### Task description
Rewrite every line from the start of the records through the line containing "[608, 1027]", requests included, raising each coordinate in the answers by 103. Give only those lines.

### Material for the task
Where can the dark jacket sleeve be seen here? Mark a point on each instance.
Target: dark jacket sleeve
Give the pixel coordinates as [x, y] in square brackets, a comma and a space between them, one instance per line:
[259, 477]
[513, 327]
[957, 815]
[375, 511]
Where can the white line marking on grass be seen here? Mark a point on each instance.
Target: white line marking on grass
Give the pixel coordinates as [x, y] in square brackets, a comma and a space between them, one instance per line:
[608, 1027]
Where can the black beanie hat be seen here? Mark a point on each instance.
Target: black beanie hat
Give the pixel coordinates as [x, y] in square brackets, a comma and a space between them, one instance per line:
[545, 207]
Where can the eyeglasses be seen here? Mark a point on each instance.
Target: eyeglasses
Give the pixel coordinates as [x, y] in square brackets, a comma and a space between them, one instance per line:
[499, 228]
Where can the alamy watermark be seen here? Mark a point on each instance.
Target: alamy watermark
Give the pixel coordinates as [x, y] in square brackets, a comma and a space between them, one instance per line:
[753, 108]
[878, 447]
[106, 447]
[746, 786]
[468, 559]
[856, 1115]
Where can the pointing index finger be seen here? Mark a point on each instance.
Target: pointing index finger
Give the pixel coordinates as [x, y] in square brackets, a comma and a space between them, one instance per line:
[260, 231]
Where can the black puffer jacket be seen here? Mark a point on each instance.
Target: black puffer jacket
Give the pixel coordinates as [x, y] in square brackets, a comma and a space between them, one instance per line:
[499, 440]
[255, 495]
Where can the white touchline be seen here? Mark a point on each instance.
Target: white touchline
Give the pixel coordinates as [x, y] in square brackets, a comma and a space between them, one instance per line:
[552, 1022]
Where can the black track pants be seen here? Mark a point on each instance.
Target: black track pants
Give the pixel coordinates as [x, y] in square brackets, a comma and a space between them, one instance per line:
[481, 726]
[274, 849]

### Output for this task
Where can the dark jacket sleeve be seen here? Mark a point on each instance.
Target: dark jacket sleeve
Give the pixel coordinates as [x, y] in square brackets, a comma and a space between them, one instance per line:
[362, 580]
[616, 430]
[1060, 918]
[478, 614]
Where can the white line marking on grass be seen here? Mark a point on each instance.
Target: white line marking on grass
Give the pixel coordinates as [x, y] in square brackets, a comma and a space between them, one instance per line:
[711, 1130]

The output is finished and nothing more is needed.